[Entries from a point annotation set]
------------

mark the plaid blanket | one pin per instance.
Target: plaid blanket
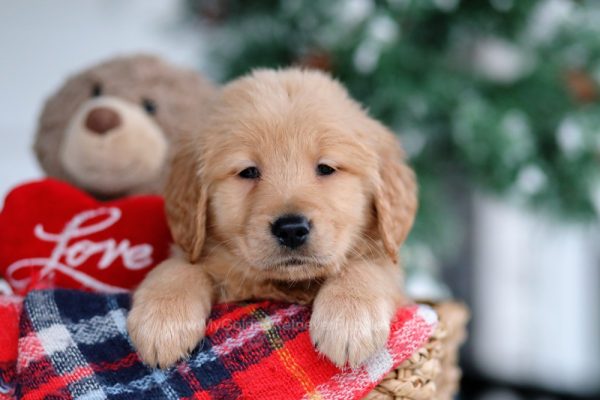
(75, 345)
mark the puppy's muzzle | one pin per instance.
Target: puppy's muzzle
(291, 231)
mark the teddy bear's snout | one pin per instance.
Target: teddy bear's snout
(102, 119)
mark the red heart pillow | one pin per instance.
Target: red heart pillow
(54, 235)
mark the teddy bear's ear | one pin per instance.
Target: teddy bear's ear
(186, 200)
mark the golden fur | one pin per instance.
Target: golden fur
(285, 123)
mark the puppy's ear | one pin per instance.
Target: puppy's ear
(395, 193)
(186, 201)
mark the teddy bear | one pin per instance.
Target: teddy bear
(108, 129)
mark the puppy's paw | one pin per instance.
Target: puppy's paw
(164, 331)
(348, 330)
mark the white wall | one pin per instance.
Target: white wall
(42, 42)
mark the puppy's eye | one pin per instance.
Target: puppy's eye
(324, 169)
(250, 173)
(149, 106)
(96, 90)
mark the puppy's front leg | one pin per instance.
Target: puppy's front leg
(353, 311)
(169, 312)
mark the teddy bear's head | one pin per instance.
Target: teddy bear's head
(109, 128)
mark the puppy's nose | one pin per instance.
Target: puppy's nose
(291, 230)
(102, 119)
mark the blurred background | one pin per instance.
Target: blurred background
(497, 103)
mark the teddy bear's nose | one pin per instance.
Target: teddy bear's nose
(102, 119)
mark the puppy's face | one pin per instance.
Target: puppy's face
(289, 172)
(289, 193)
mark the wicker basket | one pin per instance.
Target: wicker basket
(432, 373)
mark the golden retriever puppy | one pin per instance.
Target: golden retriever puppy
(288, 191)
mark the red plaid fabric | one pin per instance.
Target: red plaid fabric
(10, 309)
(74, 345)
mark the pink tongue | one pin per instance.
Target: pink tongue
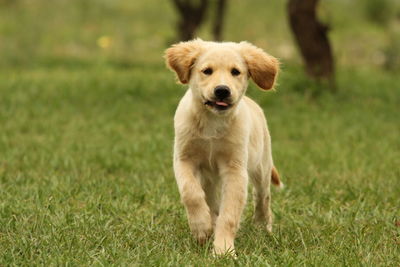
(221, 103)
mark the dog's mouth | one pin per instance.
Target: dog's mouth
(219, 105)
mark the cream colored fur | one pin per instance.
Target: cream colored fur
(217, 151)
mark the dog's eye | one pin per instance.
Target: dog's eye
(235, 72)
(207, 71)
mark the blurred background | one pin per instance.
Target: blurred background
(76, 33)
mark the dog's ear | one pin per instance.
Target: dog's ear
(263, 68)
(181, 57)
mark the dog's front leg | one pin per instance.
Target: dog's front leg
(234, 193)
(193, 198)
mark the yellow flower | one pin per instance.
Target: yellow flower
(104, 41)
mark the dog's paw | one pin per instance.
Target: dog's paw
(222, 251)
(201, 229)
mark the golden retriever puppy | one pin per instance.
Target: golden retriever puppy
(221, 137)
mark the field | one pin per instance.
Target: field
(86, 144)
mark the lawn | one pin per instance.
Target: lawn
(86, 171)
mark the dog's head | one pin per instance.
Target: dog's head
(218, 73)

------------

● **Problem**: Rewrite all the rows above, swapping "teddy bear" for "stuffed toy" wherever it appears and keeping everything else the same. Leave the pictures out of your answer.

● **Output below**:
mark the plaid blanket | one pin per instance.
Target: plaid blanket
(75, 345)
mark the puppy's muzzle | one pin per instance.
Target: puppy's muzzle
(291, 231)
mark the stuffed toy's snout | one pin per instance.
Target: stuffed toy's snout
(102, 119)
mark the red heart pillow | one pin per instance.
Target: red heart pillow
(54, 235)
mark the stuffed toy's ear | one pin per instance.
Target: stuffed toy's ear
(186, 200)
mark the golden fur | one pin per instance.
Target: golden fur
(285, 123)
mark the puppy's ear | one pin per instance.
Target: puppy's ear
(395, 193)
(186, 201)
mark the stuffed toy | one pin per instance.
Target: stuffed toy
(108, 129)
mark the puppy's paw | one pin per instance.
Target: puppy's paw
(164, 331)
(348, 330)
mark the white wall | one pin per instance.
Target: white wall
(42, 42)
mark the puppy's eye | one pin per instance.
Target: puppy's eye
(324, 169)
(250, 173)
(149, 106)
(96, 90)
mark the puppy's front leg | one pin per instance.
Target: puppy's front leg
(353, 311)
(169, 312)
mark the stuffed toy's head | one pin per instance.
Target: stuffed toy's head
(109, 128)
mark the puppy's nose | one pin per instance.
Target: puppy's nose
(291, 230)
(102, 119)
mark the blurred background | one pin per instance.
Target: blurred background
(497, 103)
mark the stuffed toy's nose | one pin per instance.
Target: stuffed toy's nose
(102, 119)
mark the puppy's face | one pin per instance.
Target: puppy's face
(289, 172)
(289, 193)
mark the wicker basket | one pin per instance.
Target: wicker basket
(432, 373)
mark the golden retriever puppy | one pin per instance.
Target: golden retriever puppy
(288, 191)
mark the red plaid fabric | one pin per instance.
Target: red plaid fabric
(10, 309)
(74, 345)
mark the pink tongue | one pin per instance.
Target: pink tongue
(221, 103)
mark the dog's mouth | one pin per instance.
Target: dog's mouth
(219, 105)
mark the cream colored fur | one pin per instance.
Target: cream colored fur
(217, 151)
mark the dog's eye | one pin per instance.
Target: dog's eye
(235, 72)
(207, 71)
mark the blurred background | one pin per instance.
Target: blurred background
(76, 33)
mark the dog's ear | one pin per instance.
Target: dog's ear
(263, 68)
(181, 57)
mark the dog's front leg | one pin per instance.
Target: dog's front leg
(234, 193)
(193, 198)
mark the yellow flower | one pin per instance.
Target: yellow flower
(104, 41)
mark the dog's paw | one pin per instance.
Target: dog's paw
(222, 251)
(201, 229)
mark the golden retriever puppy | one pin per instance.
Target: golden retriever puppy
(221, 137)
mark the field | one pin per instance.
Target: field
(86, 144)
mark the lawn | one pin per instance.
Target: lawn
(86, 171)
mark the dog's head | one pin per instance.
Target: dog's head
(218, 73)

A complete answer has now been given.